#### Exercise
Please return the records below line for line, with nothing changed, and leave the pictures out of your answer.

#### Information
BEGIN
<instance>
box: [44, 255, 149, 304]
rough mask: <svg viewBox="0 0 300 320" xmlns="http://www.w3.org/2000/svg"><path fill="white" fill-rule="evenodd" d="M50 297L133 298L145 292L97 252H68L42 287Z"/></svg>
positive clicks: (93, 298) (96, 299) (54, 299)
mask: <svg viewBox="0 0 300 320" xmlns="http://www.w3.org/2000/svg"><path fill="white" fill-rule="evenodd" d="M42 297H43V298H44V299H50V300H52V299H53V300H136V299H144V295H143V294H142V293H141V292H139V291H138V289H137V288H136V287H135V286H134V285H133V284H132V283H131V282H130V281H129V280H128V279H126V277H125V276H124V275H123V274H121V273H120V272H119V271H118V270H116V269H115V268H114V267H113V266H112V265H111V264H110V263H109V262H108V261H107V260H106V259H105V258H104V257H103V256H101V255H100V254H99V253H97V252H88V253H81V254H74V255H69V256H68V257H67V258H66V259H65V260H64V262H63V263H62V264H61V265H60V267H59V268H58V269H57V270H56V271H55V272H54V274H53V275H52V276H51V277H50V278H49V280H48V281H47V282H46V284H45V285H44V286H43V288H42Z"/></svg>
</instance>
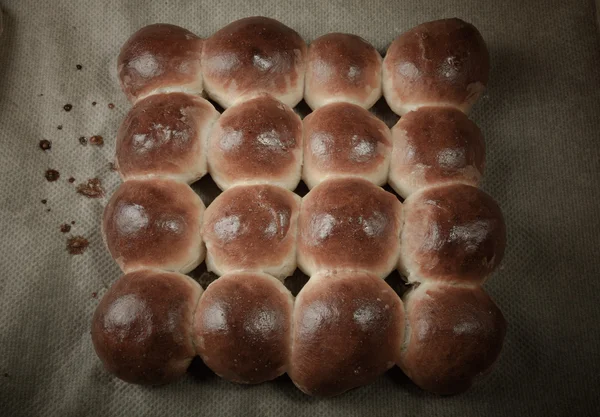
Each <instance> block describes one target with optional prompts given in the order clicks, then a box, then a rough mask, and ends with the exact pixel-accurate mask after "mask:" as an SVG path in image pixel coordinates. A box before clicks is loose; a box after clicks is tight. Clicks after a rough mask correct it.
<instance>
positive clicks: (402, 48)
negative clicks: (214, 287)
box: [383, 19, 490, 115]
mask: <svg viewBox="0 0 600 417" xmlns="http://www.w3.org/2000/svg"><path fill="white" fill-rule="evenodd" d="M489 71H490V58H489V53H488V50H487V47H486V45H485V42H484V40H483V38H482V36H481V34H480V33H479V31H478V30H477V29H476V28H475V26H473V25H471V24H469V23H466V22H464V21H462V20H460V19H444V20H436V21H433V22H427V23H423V24H421V25H419V26H416V27H415V28H413V29H411V30H409V31H407V32H405V33H403V34H401V35H400V36H398V37H397V38H396V39H395V40H394V41H393V42H392V44H391V45H390V47H389V48H388V50H387V54H386V55H385V59H384V61H383V95H384V96H385V99H386V101H387V103H388V105H389V106H390V108H391V109H392V111H393V112H394V113H397V114H399V115H403V114H405V113H408V112H409V111H411V110H415V109H417V108H419V107H423V106H450V107H455V108H457V109H459V110H461V111H463V112H465V113H468V112H469V110H470V109H471V106H472V105H473V104H474V103H475V102H476V101H477V99H478V98H479V96H480V95H481V93H482V92H483V90H484V89H485V86H486V85H487V82H488V76H489Z"/></svg>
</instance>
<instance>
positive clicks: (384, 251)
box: [298, 178, 402, 276]
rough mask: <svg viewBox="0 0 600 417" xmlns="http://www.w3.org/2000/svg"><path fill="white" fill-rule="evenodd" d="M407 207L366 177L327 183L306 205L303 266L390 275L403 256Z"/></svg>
mask: <svg viewBox="0 0 600 417" xmlns="http://www.w3.org/2000/svg"><path fill="white" fill-rule="evenodd" d="M401 209H402V205H401V203H400V201H398V199H397V198H396V196H394V195H393V194H391V193H388V192H387V191H385V190H383V189H382V188H381V187H378V186H376V185H374V184H372V183H370V182H368V181H366V180H364V179H361V178H335V179H330V180H327V181H324V182H322V183H321V184H319V185H318V186H316V187H315V188H313V189H312V190H311V191H310V192H309V193H308V194H307V195H306V196H305V197H304V199H303V201H302V206H301V211H300V217H299V221H298V233H299V239H298V253H299V255H298V259H299V263H300V266H301V267H303V268H305V269H308V268H311V269H312V268H315V269H317V270H318V269H336V270H337V269H339V270H343V269H356V270H363V271H370V272H372V273H374V274H376V275H380V276H385V275H386V274H388V273H389V272H390V271H391V269H393V266H394V265H395V263H396V261H397V258H398V251H399V235H400V227H401V224H400V221H401V220H400V218H401ZM303 259H304V262H300V261H302V260H303ZM304 272H305V273H308V274H310V273H314V272H316V271H310V270H309V271H304Z"/></svg>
END
#### Result
<instance>
box: [44, 255, 149, 304]
rough mask: <svg viewBox="0 0 300 320" xmlns="http://www.w3.org/2000/svg"><path fill="white" fill-rule="evenodd" d="M50 297L133 298L145 292L97 252H68L42 287Z"/></svg>
positive clicks: (93, 298) (96, 299) (54, 299)
mask: <svg viewBox="0 0 300 320" xmlns="http://www.w3.org/2000/svg"><path fill="white" fill-rule="evenodd" d="M42 297H43V298H44V299H50V300H52V299H53V300H136V299H144V295H143V294H142V293H141V292H139V291H138V289H137V288H136V287H135V286H134V285H133V284H132V283H131V282H130V281H129V280H128V279H126V277H125V276H124V275H123V274H121V273H120V272H119V271H118V270H116V269H115V268H114V267H113V266H112V265H111V264H110V263H109V262H108V261H107V260H106V259H105V258H104V257H103V256H101V255H100V254H99V253H97V252H88V253H81V254H74V255H69V256H68V257H67V258H66V259H65V260H64V262H63V263H62V264H61V265H60V267H59V268H58V269H57V270H56V271H55V272H54V274H53V275H52V276H51V277H50V278H49V280H48V281H47V282H46V284H45V285H44V286H43V288H42Z"/></svg>
</instance>
Each <instance> block describes one target with optional prompts given in the order clicks, then a box, then a rough mask, and ends with the exact pixel-accurate mask after "mask:" as an SVG path in image pixel coordinates. A box before clicks is loose; a box after clicks is tight. Clicks after a rough mask correct it.
<instance>
positive clicks: (402, 48)
negative clicks: (214, 287)
box: [383, 19, 490, 115]
mask: <svg viewBox="0 0 600 417" xmlns="http://www.w3.org/2000/svg"><path fill="white" fill-rule="evenodd" d="M489 71H490V58H489V53H488V50H487V47H486V45H485V42H484V40H483V38H482V36H481V34H480V33H479V31H478V30H477V29H476V28H475V26H473V25H471V24H469V23H466V22H464V21H462V20H460V19H444V20H436V21H433V22H427V23H423V24H421V25H419V26H416V27H415V28H413V29H411V30H409V31H407V32H405V33H403V34H401V35H400V36H398V37H397V38H396V39H395V40H394V41H393V42H392V44H391V45H390V47H389V48H388V50H387V54H386V55H385V59H384V61H383V95H384V96H385V99H386V101H387V103H388V105H389V106H390V108H391V109H392V111H393V112H394V113H397V114H399V115H403V114H405V113H408V112H409V111H411V110H415V109H417V108H419V107H423V106H450V107H455V108H457V109H459V110H461V111H463V112H465V113H468V112H469V110H470V109H471V106H472V105H473V104H474V103H475V102H476V101H477V99H478V98H479V96H480V95H481V93H482V92H483V90H484V89H485V86H486V85H487V82H488V76H489Z"/></svg>
</instance>
<instance>
positive clicks: (384, 251)
box: [298, 178, 402, 276]
rough mask: <svg viewBox="0 0 600 417" xmlns="http://www.w3.org/2000/svg"><path fill="white" fill-rule="evenodd" d="M407 207L366 177L327 183L306 205L303 266L390 275L403 256Z"/></svg>
mask: <svg viewBox="0 0 600 417" xmlns="http://www.w3.org/2000/svg"><path fill="white" fill-rule="evenodd" d="M401 209H402V205H401V203H400V201H398V199H397V198H396V196H394V195H393V194H391V193H388V192H387V191H385V190H383V189H382V188H381V187H378V186H376V185H374V184H372V183H370V182H368V181H366V180H364V179H361V178H335V179H330V180H327V181H324V182H322V183H321V184H319V185H318V186H316V187H315V188H313V189H312V190H311V191H310V192H309V193H308V194H307V195H306V196H305V197H304V199H303V201H302V206H301V211H300V217H299V221H298V233H299V239H298V253H299V255H298V259H299V263H300V266H301V267H303V268H305V269H308V268H311V269H312V268H315V269H317V270H318V269H336V270H337V269H339V270H343V269H356V270H363V271H370V272H372V273H374V274H376V275H380V276H385V275H386V274H388V273H389V272H390V271H391V269H393V266H394V265H395V263H396V261H397V258H398V251H399V235H400V227H401V224H400V221H401V220H400V218H401ZM303 259H304V262H300V261H302V260H303ZM304 272H305V273H308V274H310V273H314V272H316V271H310V270H309V271H304Z"/></svg>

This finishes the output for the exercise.